Ghost Ship is a personal homage by Dorothy Cross to the many lightships which once marked dangerous reefs around the Irish coast, but have now all but disappeared. The ship, generously loaned by the Irish Scouting Association, will be covered in luminous paint and at nightfall illuminated to glow and fade, evoking the poignancy of the disappeared lightships and the artist’s childhood memories, linked to her father’s love of the sea. Cross sees it as honouring “the memory of the lightships, whose presence was held dear around the Irish coast. The role of the sea has diminished for the Irish people and the view is inwards towards the cities.”

Commenting on the progress of the project Declan McGonagle, Director of the Irish Museum of Modern Art, which is curating the project, said: “This extraordinary project by one of Ireland’s best contemporary artists has thrown up considerable technical and environmental issues. I am glad to say we have been able to address these in preparation for Ghost Ship to appear early next year; particularly as the project, when announced, caught the imagination of commentators and public alike to an unusual degree.”

**EXERCISE TASKS**
A: According to the Ghost Ship passage, which organization loaned the ship for the project?
B: Write the next part of the Ghost Ship passage, starting after its final sentence.
The rows come from a different source than the Ghost Ship passage.

**STORED RECORDS**
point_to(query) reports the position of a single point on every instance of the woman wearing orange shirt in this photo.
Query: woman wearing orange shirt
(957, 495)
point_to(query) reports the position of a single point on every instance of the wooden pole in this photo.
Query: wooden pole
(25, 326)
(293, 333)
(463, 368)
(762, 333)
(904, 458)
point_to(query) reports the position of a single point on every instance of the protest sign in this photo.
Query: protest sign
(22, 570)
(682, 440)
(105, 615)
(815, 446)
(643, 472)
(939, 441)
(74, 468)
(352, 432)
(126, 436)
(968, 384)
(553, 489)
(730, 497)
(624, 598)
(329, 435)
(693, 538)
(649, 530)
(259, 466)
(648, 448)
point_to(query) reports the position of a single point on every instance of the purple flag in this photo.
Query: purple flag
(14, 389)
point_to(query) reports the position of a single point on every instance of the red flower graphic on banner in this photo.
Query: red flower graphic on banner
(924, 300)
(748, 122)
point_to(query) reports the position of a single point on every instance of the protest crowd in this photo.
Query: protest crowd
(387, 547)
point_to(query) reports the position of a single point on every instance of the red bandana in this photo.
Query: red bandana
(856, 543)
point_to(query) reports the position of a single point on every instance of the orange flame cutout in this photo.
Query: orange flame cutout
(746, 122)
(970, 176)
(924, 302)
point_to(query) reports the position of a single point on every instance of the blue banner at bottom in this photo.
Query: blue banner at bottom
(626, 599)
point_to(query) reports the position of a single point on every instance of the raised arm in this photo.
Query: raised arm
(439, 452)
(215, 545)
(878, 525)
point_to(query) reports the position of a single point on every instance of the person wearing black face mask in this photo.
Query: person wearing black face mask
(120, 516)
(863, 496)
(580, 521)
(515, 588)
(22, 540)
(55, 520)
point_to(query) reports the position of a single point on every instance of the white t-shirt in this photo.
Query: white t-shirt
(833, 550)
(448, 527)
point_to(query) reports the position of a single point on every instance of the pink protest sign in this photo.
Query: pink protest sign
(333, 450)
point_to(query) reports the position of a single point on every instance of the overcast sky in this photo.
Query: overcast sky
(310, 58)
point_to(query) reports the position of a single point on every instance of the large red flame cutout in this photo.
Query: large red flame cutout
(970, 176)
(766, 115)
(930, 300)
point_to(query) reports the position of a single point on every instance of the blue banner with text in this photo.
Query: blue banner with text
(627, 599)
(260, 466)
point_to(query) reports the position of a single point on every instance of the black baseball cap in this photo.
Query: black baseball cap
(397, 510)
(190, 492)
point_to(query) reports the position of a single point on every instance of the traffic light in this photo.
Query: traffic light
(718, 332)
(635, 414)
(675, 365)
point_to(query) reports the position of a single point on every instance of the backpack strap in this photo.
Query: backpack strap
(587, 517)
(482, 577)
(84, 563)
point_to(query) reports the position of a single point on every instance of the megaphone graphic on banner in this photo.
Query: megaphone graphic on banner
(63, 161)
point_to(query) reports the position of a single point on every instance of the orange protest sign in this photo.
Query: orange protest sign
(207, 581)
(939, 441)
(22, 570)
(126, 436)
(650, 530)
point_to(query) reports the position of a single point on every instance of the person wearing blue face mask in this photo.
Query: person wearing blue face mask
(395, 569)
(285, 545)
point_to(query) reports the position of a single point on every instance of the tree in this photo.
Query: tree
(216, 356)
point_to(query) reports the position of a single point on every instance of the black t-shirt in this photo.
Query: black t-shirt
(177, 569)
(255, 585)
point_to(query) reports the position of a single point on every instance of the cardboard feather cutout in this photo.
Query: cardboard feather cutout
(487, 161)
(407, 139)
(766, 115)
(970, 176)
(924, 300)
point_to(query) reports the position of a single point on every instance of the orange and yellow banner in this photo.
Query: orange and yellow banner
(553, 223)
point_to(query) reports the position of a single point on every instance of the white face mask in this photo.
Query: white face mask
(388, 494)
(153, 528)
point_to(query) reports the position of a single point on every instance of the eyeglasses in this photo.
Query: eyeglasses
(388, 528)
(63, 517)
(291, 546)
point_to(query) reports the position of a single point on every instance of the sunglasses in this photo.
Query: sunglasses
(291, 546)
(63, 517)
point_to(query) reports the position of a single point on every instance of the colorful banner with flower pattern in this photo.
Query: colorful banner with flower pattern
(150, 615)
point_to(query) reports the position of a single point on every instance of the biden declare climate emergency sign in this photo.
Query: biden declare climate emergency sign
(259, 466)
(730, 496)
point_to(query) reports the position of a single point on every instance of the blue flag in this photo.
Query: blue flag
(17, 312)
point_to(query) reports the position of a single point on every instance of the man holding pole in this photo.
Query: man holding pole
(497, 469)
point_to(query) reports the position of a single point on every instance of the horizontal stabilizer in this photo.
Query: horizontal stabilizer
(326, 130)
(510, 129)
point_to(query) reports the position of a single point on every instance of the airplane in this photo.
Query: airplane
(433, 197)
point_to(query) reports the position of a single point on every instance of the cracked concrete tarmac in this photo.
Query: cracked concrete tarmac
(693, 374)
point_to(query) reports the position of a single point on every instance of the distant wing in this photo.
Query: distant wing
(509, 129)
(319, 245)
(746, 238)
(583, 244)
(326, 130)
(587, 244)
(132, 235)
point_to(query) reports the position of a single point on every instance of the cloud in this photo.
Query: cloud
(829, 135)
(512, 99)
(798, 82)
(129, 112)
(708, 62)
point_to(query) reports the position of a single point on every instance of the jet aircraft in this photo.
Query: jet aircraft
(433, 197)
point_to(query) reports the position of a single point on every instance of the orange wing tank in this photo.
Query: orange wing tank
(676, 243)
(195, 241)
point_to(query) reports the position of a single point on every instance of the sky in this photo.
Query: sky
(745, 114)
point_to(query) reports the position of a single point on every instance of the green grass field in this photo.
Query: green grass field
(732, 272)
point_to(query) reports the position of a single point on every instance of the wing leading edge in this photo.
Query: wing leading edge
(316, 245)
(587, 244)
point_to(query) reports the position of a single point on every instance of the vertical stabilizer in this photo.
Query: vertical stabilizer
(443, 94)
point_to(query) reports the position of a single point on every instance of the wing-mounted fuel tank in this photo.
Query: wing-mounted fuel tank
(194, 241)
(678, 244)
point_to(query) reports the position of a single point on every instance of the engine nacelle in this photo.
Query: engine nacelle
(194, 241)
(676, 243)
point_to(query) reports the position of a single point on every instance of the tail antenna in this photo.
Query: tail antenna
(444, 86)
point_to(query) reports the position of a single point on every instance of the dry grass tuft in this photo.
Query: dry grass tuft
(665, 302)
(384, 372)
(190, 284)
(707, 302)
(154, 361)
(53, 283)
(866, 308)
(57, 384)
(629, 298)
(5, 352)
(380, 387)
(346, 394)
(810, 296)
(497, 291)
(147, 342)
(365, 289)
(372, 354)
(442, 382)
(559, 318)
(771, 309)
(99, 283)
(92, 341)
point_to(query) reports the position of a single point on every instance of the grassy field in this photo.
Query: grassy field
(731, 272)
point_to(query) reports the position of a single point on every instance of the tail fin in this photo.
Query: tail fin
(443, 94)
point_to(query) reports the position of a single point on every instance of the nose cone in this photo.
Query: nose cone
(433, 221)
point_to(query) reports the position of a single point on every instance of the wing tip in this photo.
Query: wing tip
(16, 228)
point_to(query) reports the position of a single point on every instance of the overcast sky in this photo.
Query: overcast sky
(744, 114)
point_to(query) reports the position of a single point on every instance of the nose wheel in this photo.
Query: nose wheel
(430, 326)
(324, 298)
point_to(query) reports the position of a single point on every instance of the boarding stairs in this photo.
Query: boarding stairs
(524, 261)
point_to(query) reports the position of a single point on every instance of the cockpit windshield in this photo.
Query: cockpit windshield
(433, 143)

**ANSWERS TO THE PROBLEMS**
A: The Irish Scouting Association.

B:
Gerard O’Toole, Executive Chairman, Nissan Ireland, said:”the Nissan Art Project has enabled us to become involved with some of the most creative visual arts concepts found in Ireland. Ghost Ship is exemplary of this culture and it has inspired unprecedented interest from both home and abroad. We look forward to its realisation next year.”

The Nissan Art Project, created and organised in association with the Irish Museum of Modern Art, is intended to give artists working in any medium an opportunity to extend their practice to make a new temporary work for the public domain. This is defined as any space or process in the Dublin area to which the general public has ready unmediated access. The project was first realised in 1997 with ‘For Dublin’ by Frances Hegarty and Andrew Stones, which presented neon texts from Molly Bloom’s ‘Ulysses’ monologue in nine related city cente locations.

Born in Cork in 1956, Dorothy Cross’s work has attracted considerable international attention in recent years. She has exhibited in solo and group exhibitions in New York, Philadelphia, Paris, Madrid and throughout the United Kingdom and has works in a number of prestigious public and private collections. In 1993 she represented Ireland at the Venice Biennale and was shortlisted for the Glen Dimplex Artists Award in 1995 and 1997.